== MATERIAL PROVIDED ==

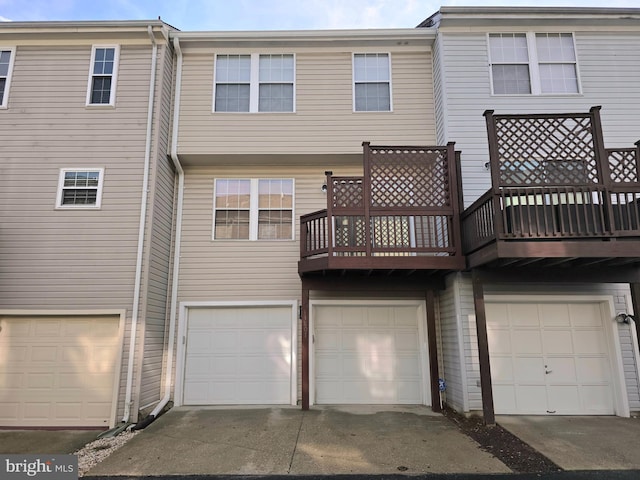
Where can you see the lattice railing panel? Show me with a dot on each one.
(347, 192)
(623, 164)
(409, 177)
(549, 150)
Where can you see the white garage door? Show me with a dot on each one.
(238, 356)
(368, 354)
(549, 358)
(58, 371)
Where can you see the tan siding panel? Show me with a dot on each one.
(159, 242)
(324, 120)
(63, 259)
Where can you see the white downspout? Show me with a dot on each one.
(143, 219)
(176, 251)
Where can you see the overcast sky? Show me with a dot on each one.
(262, 14)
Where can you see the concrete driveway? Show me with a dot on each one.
(44, 441)
(580, 443)
(262, 441)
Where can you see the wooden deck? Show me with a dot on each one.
(401, 215)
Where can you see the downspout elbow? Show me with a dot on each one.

== PROBLEM TO SOLVE ==
Recast the records from the line containing "Where can you see the white garage" through the end of the records as a Markdown table with two columns, Entry and Text. Give each line its own numbered row and leave out blank lines.

== WRITTEN ANSWER ==
| Entry | Text |
|---|---|
| 1 | Where can you see the white garage door? Show me with a dot on each one. |
| 2 | (238, 356) |
| 3 | (368, 354) |
| 4 | (549, 358) |
| 5 | (58, 371) |
| 6 | Where can you see the tan siding panel? Show me with a dot on each one. |
| 7 | (159, 242) |
| 8 | (324, 120) |
| 9 | (63, 259) |
| 10 | Where can you see the white downspout? Show me with a dot on each one. |
| 11 | (143, 219) |
| 12 | (176, 251) |
| 13 | Where can you see the overcast sky? Show me with a dot on each one. |
| 14 | (262, 14) |
| 15 | Where can you see the concrete driveway? Show me with a dot on each one. |
| 16 | (44, 441) |
| 17 | (580, 443) |
| 18 | (262, 441) |
| 19 | Where can you see the wooden deck? Show me with a dot on each one. |
| 20 | (401, 215) |
| 21 | Where can you see the downspout elbow? Show me with a dot on each one. |